▶ _Passage given_:
┌────────
I’m starting a new manuscript. I love the feeling of having a new story rolling around in my brain. Usually, it’s something I’ve been thinking about for a while. And after two years of working at this, I’m starting to learn how my creative half works.

It starts with the spark, whatever that is and wherever it comes from. For example, the spark in Slow Burn was the idea that a guy on a mission finds a woman floating in the water and his reaction when he realizes she’s alive is: “damn”.

But how to go from there to a 300-page book? Good question. I used to just write. It was an exciting and stressful process wherein I wrote about 10-20,000 words and then realized I didn’t know where to go next.

On a few occasions, I backed up and started over and the end result is much better, especially after several rounds of revisions. In a couple of instances, I stopped altogether. I have two 100-page manuscripts out there whose characters I still think about and hope to someday find a story for.

If you’re one of the diehards who’s been around since the early days of me yapping in bits and bytes, you know that I’ve begun a slow progression towards plotting. Actually, that makes it sound like a smooth transition, but it happened in fits and starts with plenty of backtracking. And a one-eighty or two. Be honest, you were all just rolling your eyes as I went back and forth trying to find the magic process that would make writing easy. Hah! As if.

I'm envisioning my journey like a football game where I gained and lost a lot of yardage, but eventually made a first down. I wouldn’t go so far as to call myself a plotter—and although I’m migrating toward that end of the scale, I’ll probably never be a detailed outliner like Suzanne Brockmann (she of the 80-pagers)—but I’m definitely not writing into the mist in quite the same way that I used to.

In fact, that post about writing into the mist was written shortly after my first attempt to outline Blind Fury. It turns out that I just hadn't found the right story. I gave up too soon. I didn't play enough.

After I tackled outlining a second time, I met with success. Blind Fury is currently in the CP comment stage after a first-pass round of edits, and is my first book to surpass 70K. I still changed the outline as I went. And in between the major turning points I was still writing in the fog, sure only of my approximate destination. That’s the pantser part of me getting to play.
└────────
▶ _What to produce_: In the passage about starting a new manuscript, which book is the first one the writer says passed 70K?

▶ _Provided records_:
┌────────
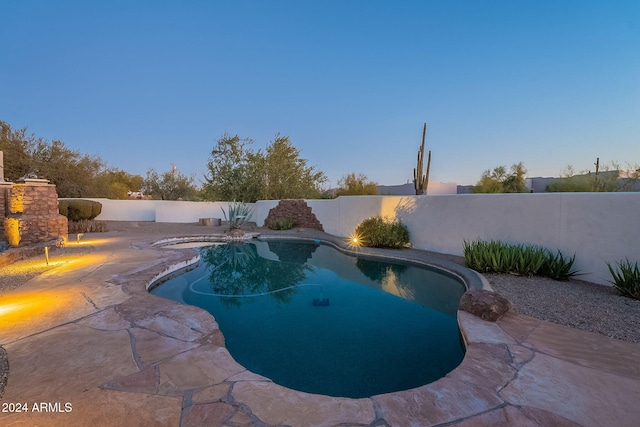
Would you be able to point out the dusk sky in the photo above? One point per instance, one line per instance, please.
(148, 83)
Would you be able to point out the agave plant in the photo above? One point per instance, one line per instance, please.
(239, 213)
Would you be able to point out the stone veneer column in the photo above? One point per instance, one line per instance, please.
(31, 213)
(296, 210)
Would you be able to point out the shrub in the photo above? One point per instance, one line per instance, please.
(530, 260)
(78, 209)
(378, 232)
(626, 278)
(281, 223)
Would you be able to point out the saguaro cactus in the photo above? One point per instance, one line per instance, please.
(420, 180)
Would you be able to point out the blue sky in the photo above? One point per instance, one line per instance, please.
(148, 83)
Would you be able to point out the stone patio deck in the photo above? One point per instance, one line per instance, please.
(87, 345)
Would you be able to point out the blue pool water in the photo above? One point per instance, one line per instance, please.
(316, 320)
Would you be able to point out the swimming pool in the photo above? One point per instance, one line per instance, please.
(317, 320)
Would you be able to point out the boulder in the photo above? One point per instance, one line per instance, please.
(484, 304)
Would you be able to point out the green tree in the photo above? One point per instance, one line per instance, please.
(499, 180)
(170, 185)
(612, 178)
(353, 185)
(238, 174)
(287, 175)
(73, 173)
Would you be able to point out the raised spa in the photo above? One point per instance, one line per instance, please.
(314, 319)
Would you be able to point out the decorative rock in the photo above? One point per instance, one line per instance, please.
(484, 304)
(4, 370)
(296, 210)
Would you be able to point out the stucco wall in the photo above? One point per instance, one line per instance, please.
(597, 227)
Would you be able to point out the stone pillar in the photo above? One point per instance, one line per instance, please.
(31, 214)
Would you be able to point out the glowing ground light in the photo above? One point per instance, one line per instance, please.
(355, 239)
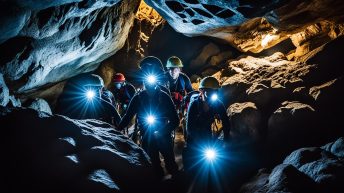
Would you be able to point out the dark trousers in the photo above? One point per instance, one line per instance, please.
(163, 144)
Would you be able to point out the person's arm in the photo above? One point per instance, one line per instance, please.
(131, 90)
(225, 120)
(172, 113)
(109, 108)
(191, 118)
(188, 86)
(131, 111)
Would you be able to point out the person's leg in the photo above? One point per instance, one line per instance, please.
(150, 146)
(166, 149)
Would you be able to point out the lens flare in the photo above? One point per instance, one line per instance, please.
(210, 154)
(150, 119)
(214, 97)
(151, 79)
(90, 94)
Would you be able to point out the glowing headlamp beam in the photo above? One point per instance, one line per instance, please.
(210, 154)
(214, 97)
(151, 79)
(90, 94)
(150, 119)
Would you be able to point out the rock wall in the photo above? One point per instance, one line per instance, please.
(43, 43)
(247, 25)
(314, 169)
(46, 153)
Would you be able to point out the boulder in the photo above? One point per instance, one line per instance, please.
(51, 153)
(311, 169)
(248, 25)
(40, 105)
(291, 126)
(246, 123)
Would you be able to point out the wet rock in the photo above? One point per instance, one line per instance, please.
(57, 154)
(40, 105)
(325, 168)
(4, 93)
(336, 148)
(292, 126)
(304, 170)
(60, 39)
(248, 25)
(246, 122)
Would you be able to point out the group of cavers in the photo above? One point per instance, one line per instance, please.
(165, 103)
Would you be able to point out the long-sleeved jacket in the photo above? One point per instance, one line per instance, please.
(181, 85)
(198, 122)
(158, 104)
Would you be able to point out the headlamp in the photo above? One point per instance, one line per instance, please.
(214, 97)
(151, 79)
(90, 94)
(150, 119)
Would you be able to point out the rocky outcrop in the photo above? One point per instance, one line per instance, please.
(283, 104)
(40, 105)
(151, 35)
(43, 43)
(248, 25)
(305, 170)
(52, 153)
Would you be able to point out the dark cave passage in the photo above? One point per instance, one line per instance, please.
(72, 123)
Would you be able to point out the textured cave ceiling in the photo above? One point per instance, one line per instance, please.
(279, 63)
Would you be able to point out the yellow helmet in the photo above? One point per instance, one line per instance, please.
(209, 82)
(174, 62)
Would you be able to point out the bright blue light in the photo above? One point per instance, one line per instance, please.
(214, 97)
(151, 79)
(90, 94)
(210, 154)
(150, 119)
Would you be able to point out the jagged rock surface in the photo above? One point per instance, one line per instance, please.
(44, 43)
(311, 169)
(248, 25)
(51, 153)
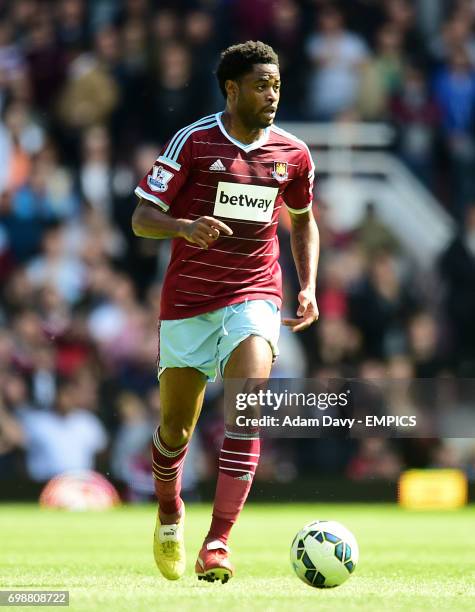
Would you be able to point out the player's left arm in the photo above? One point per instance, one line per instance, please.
(305, 243)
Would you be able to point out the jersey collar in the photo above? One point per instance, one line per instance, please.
(245, 147)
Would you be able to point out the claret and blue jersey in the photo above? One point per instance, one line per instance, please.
(202, 171)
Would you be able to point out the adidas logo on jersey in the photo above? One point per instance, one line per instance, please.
(218, 166)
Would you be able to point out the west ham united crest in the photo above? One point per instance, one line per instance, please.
(280, 172)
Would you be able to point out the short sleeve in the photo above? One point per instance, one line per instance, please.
(168, 174)
(298, 196)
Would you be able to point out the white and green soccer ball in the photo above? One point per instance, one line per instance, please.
(324, 554)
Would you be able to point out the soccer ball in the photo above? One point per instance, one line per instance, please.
(324, 554)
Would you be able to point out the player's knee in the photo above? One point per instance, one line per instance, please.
(175, 434)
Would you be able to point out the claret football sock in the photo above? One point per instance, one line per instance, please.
(237, 465)
(167, 468)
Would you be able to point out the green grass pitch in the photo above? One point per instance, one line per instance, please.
(408, 560)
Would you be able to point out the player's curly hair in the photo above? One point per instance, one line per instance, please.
(237, 60)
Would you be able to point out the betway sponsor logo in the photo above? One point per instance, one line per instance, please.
(249, 202)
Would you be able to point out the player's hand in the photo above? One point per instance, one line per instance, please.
(204, 231)
(307, 311)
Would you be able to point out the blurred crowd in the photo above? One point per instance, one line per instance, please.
(89, 91)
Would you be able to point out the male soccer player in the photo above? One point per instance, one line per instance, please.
(216, 189)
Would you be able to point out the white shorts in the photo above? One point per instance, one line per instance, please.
(205, 342)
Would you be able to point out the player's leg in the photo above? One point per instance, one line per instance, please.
(241, 450)
(181, 398)
(253, 334)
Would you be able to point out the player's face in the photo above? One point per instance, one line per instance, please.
(258, 96)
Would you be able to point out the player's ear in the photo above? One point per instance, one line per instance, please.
(231, 90)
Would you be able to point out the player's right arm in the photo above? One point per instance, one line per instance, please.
(160, 187)
(149, 222)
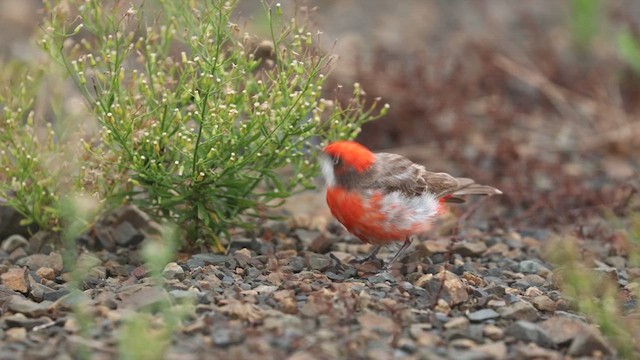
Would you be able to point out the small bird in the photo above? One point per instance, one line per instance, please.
(381, 198)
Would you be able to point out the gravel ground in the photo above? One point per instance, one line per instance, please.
(290, 291)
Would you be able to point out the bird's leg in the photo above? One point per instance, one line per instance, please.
(407, 243)
(371, 256)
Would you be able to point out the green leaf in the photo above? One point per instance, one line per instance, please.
(629, 49)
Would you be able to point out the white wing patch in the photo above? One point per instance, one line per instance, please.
(326, 166)
(404, 213)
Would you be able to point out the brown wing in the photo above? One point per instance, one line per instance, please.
(396, 173)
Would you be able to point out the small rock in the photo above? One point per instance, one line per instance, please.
(46, 273)
(530, 332)
(208, 259)
(521, 310)
(617, 262)
(544, 303)
(224, 337)
(140, 296)
(495, 350)
(5, 294)
(534, 279)
(55, 295)
(16, 334)
(319, 262)
(483, 315)
(422, 335)
(36, 261)
(98, 272)
(373, 322)
(462, 343)
(140, 272)
(38, 290)
(13, 242)
(244, 252)
(19, 320)
(322, 244)
(184, 294)
(459, 322)
(470, 249)
(434, 247)
(446, 285)
(16, 280)
(587, 343)
(532, 292)
(296, 263)
(30, 308)
(533, 267)
(493, 332)
(17, 254)
(563, 329)
(173, 271)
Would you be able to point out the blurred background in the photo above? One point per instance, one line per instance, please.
(539, 98)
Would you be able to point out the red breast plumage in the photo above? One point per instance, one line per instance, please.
(382, 197)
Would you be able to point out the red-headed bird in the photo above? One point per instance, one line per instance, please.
(381, 197)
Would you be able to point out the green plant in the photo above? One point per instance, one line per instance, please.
(26, 180)
(629, 49)
(157, 324)
(198, 122)
(596, 295)
(586, 18)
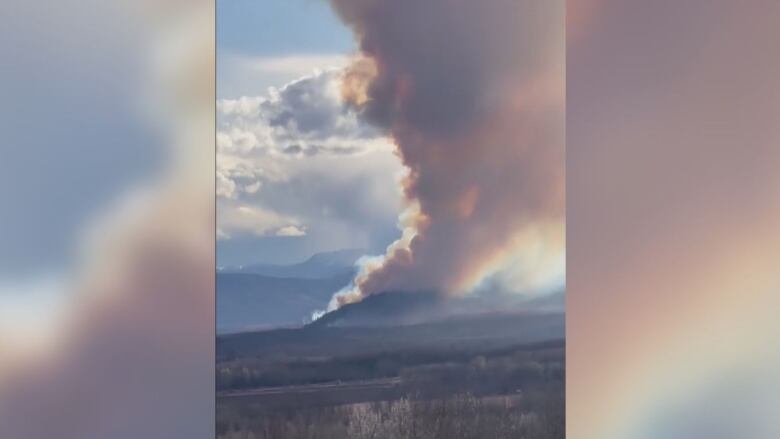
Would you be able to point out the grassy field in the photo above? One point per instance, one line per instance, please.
(484, 377)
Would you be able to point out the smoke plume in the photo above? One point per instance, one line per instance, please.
(472, 94)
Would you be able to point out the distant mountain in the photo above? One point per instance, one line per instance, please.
(318, 266)
(248, 301)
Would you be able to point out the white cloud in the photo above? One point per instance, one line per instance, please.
(298, 161)
(256, 221)
(241, 75)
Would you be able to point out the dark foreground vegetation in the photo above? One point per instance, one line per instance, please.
(497, 376)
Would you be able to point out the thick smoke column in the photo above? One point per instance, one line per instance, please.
(472, 93)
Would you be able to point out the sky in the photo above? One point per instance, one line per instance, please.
(297, 172)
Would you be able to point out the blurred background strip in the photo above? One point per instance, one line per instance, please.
(673, 214)
(107, 219)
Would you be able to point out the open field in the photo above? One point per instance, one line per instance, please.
(491, 376)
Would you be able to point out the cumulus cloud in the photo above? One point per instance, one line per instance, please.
(301, 161)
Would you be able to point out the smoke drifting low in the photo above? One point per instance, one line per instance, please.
(472, 93)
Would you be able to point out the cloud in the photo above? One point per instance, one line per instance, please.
(257, 221)
(241, 75)
(299, 161)
(290, 231)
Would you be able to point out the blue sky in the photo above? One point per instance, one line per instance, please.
(270, 42)
(279, 27)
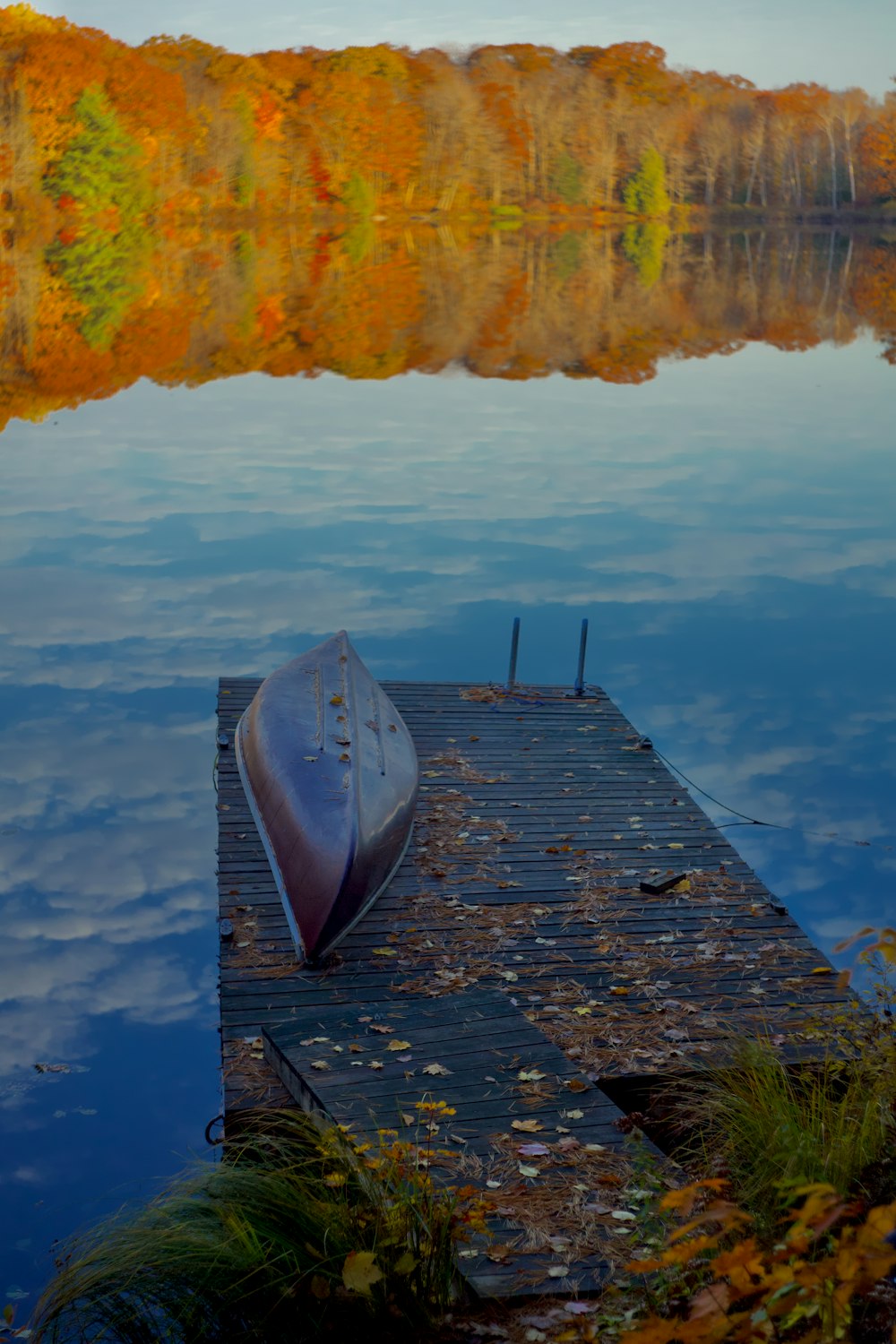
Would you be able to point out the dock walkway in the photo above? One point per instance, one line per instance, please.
(565, 910)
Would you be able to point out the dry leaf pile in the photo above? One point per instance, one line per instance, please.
(683, 970)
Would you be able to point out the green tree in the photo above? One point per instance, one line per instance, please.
(645, 193)
(105, 263)
(643, 246)
(101, 166)
(565, 179)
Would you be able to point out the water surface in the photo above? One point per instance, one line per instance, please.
(728, 529)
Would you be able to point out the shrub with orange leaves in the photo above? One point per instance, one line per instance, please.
(805, 1287)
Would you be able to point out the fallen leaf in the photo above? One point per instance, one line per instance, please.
(360, 1271)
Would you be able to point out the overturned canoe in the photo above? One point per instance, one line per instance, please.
(331, 776)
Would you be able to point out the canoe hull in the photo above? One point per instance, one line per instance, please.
(331, 776)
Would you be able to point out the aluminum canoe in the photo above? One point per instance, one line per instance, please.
(331, 776)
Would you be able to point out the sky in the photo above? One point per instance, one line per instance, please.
(771, 42)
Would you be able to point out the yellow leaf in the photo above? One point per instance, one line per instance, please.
(360, 1271)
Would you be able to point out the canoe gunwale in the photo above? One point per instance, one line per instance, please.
(357, 849)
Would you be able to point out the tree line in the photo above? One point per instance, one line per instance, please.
(96, 129)
(374, 303)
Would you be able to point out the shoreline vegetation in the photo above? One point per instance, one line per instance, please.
(179, 212)
(179, 126)
(366, 300)
(771, 1217)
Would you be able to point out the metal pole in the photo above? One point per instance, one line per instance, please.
(514, 645)
(579, 676)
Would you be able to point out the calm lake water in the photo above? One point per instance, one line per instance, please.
(729, 530)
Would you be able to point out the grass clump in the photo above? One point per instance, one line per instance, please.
(770, 1125)
(297, 1234)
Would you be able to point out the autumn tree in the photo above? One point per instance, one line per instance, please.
(645, 193)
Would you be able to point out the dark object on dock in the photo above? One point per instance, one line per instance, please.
(656, 889)
(331, 776)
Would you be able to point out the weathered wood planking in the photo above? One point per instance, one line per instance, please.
(538, 816)
(514, 935)
(365, 1066)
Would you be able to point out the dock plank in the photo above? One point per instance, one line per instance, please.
(514, 933)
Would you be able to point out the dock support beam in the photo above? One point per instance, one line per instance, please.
(514, 647)
(579, 676)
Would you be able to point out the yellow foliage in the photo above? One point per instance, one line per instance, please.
(748, 1293)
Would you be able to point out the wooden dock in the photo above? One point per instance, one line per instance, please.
(567, 922)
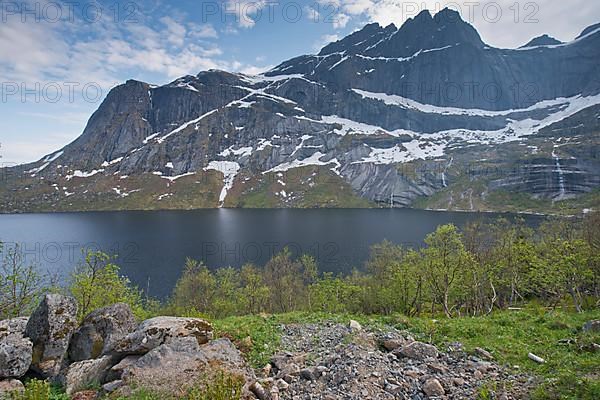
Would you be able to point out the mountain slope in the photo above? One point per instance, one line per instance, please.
(386, 116)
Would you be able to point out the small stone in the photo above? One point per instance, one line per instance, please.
(418, 351)
(393, 344)
(458, 381)
(308, 374)
(282, 385)
(432, 387)
(486, 355)
(355, 326)
(112, 386)
(10, 386)
(85, 395)
(592, 326)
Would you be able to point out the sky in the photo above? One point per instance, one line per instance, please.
(59, 59)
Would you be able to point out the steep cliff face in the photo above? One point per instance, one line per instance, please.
(388, 115)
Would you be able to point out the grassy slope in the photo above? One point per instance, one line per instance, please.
(572, 371)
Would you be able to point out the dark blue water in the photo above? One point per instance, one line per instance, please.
(152, 246)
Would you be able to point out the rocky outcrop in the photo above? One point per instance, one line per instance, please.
(50, 329)
(110, 350)
(9, 387)
(15, 349)
(162, 330)
(330, 361)
(81, 375)
(182, 363)
(100, 331)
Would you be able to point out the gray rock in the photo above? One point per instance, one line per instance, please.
└────────
▶ _Reply to the task_: Blind Fury